## YOUR OBJECTIVE
Every line of the data below that holds the string "cloud" needs to be reported.
=== Section Start ===
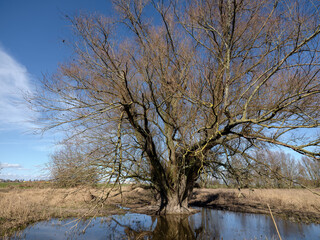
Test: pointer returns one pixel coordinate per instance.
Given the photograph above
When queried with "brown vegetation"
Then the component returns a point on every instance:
(294, 204)
(20, 207)
(193, 89)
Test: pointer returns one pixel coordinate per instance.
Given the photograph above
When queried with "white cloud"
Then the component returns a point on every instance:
(14, 80)
(10, 165)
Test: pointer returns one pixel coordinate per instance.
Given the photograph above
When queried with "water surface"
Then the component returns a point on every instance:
(207, 224)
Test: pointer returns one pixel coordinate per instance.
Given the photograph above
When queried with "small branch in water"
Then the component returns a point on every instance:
(274, 222)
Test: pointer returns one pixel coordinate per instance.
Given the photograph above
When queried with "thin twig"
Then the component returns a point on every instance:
(274, 222)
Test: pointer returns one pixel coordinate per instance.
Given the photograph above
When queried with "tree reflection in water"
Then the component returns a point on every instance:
(175, 227)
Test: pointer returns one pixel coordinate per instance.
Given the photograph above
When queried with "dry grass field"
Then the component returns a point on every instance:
(20, 207)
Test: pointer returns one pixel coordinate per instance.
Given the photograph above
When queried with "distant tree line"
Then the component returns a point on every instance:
(273, 169)
(72, 165)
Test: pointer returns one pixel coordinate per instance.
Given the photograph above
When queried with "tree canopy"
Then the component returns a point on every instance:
(166, 90)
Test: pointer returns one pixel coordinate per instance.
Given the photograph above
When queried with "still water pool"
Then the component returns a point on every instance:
(206, 224)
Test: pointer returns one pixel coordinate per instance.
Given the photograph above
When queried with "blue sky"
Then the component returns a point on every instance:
(31, 34)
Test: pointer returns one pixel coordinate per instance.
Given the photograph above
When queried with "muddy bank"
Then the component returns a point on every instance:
(20, 207)
(297, 205)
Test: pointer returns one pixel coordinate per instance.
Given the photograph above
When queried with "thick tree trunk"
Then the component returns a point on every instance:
(175, 200)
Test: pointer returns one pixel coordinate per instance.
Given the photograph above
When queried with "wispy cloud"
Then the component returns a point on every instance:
(14, 80)
(10, 165)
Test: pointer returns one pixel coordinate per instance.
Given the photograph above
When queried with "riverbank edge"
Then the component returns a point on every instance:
(141, 201)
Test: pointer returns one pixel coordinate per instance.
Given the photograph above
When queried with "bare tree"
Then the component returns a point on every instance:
(311, 171)
(165, 84)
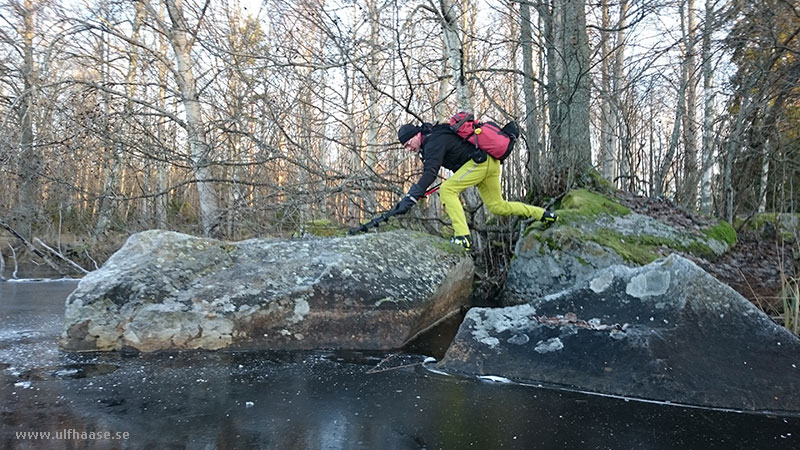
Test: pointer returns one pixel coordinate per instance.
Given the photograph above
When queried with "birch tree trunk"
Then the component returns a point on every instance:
(195, 126)
(663, 170)
(28, 198)
(690, 173)
(454, 53)
(606, 132)
(617, 87)
(529, 93)
(708, 110)
(569, 121)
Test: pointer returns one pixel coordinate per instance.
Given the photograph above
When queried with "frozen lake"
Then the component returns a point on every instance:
(313, 400)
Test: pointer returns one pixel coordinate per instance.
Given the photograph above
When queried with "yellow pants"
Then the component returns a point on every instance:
(486, 176)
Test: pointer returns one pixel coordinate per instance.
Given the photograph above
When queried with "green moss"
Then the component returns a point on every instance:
(630, 248)
(723, 232)
(581, 202)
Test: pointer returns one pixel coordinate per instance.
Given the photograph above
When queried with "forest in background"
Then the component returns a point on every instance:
(241, 119)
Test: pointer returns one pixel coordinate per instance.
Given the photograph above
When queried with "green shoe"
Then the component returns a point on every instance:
(549, 217)
(463, 241)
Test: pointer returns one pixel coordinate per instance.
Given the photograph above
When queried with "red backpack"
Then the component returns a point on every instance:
(487, 136)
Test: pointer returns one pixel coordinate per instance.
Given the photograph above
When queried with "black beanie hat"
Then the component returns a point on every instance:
(407, 131)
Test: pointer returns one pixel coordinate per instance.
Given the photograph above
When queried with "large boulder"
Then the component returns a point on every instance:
(169, 291)
(667, 331)
(594, 232)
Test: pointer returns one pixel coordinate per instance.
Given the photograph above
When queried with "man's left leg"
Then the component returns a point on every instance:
(467, 175)
(492, 195)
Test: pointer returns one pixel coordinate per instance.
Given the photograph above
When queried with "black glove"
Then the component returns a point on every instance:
(479, 155)
(549, 217)
(404, 204)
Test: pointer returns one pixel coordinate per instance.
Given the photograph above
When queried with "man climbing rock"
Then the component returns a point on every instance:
(439, 146)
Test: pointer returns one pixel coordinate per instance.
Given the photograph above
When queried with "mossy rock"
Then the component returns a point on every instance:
(787, 225)
(582, 202)
(323, 228)
(589, 216)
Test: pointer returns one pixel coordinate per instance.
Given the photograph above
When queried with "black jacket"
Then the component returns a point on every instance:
(441, 148)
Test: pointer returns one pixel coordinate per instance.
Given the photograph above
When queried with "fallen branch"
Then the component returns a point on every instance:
(60, 256)
(32, 248)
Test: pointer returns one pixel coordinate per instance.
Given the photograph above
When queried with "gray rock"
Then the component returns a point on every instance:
(566, 255)
(169, 291)
(667, 331)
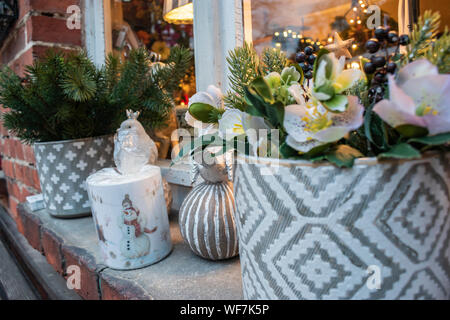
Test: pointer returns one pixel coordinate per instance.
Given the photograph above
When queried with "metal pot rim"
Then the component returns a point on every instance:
(71, 140)
(305, 163)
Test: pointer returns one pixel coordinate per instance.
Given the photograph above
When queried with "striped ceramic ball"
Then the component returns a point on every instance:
(207, 221)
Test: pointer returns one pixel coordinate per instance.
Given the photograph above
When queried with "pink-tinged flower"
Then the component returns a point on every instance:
(311, 125)
(420, 97)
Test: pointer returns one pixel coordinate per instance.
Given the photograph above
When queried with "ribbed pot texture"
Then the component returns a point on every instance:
(379, 230)
(63, 167)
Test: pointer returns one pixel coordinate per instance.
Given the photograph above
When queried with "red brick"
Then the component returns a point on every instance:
(29, 154)
(54, 30)
(13, 203)
(3, 130)
(59, 6)
(8, 147)
(18, 148)
(13, 189)
(31, 228)
(24, 8)
(19, 172)
(51, 245)
(35, 179)
(89, 278)
(8, 168)
(14, 44)
(18, 65)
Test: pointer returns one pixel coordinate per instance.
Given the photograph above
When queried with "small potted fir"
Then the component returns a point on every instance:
(69, 109)
(343, 177)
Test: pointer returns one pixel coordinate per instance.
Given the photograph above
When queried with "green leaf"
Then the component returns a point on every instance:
(401, 151)
(375, 130)
(343, 156)
(201, 111)
(256, 107)
(196, 144)
(317, 151)
(287, 152)
(433, 140)
(337, 104)
(411, 131)
(300, 70)
(262, 88)
(275, 114)
(321, 52)
(326, 89)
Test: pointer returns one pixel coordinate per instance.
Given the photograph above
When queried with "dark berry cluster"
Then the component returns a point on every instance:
(381, 65)
(306, 61)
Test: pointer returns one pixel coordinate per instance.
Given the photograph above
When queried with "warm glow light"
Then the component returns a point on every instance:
(179, 14)
(354, 65)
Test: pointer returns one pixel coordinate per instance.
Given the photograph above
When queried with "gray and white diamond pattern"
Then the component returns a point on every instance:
(312, 232)
(63, 168)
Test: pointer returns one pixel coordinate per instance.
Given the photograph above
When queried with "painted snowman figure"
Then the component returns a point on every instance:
(135, 243)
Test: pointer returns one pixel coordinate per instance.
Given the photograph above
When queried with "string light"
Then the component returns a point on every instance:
(354, 65)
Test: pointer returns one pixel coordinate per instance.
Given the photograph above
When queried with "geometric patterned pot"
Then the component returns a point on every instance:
(380, 230)
(63, 167)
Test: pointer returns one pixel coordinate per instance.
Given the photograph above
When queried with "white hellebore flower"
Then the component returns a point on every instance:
(213, 97)
(234, 123)
(331, 80)
(311, 125)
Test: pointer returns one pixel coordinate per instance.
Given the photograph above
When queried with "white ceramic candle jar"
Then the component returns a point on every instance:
(130, 216)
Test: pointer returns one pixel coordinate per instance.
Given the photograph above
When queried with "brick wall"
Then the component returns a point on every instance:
(41, 25)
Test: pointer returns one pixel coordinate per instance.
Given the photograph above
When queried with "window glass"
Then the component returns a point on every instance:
(437, 5)
(292, 24)
(137, 23)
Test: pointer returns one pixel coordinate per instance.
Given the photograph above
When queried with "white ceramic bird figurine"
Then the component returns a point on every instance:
(133, 148)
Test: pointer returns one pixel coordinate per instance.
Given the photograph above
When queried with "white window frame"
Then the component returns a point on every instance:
(219, 26)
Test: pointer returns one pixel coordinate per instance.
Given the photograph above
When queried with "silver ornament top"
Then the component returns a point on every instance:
(133, 148)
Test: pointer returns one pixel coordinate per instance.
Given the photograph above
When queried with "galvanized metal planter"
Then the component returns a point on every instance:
(63, 167)
(380, 230)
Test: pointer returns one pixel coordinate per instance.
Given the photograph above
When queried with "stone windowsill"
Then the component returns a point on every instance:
(182, 275)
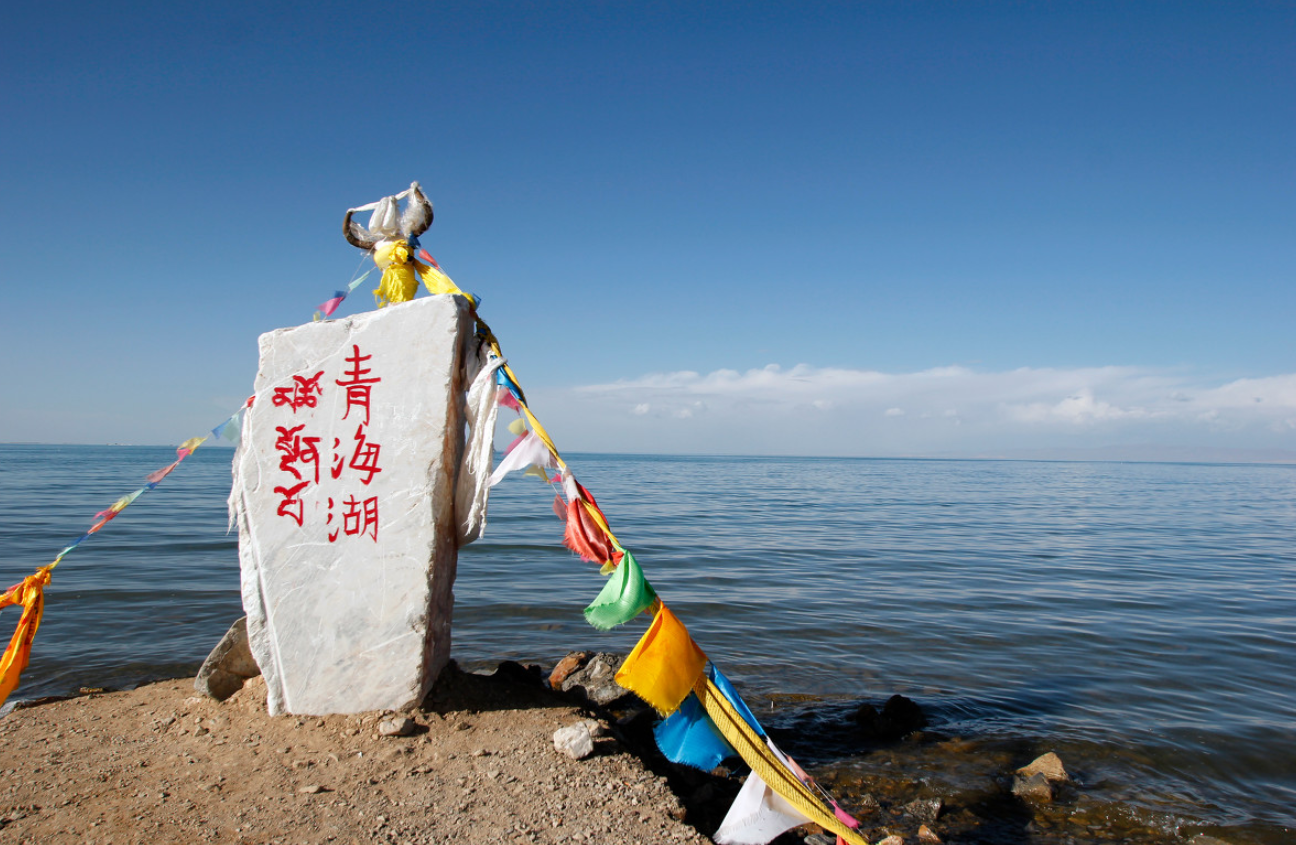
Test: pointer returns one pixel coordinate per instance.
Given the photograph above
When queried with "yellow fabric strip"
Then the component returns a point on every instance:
(757, 754)
(30, 594)
(665, 664)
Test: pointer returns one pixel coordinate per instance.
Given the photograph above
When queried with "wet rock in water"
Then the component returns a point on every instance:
(1047, 765)
(866, 805)
(574, 740)
(567, 666)
(924, 809)
(898, 718)
(596, 681)
(395, 726)
(928, 835)
(230, 664)
(1033, 788)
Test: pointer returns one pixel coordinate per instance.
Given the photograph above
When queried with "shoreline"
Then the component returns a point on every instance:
(163, 763)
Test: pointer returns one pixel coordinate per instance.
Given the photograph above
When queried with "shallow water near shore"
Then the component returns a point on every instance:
(1135, 618)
=== Section End ===
## ANSWER SECTION
When queried with "white cloud"
When queried with "wispy cloud"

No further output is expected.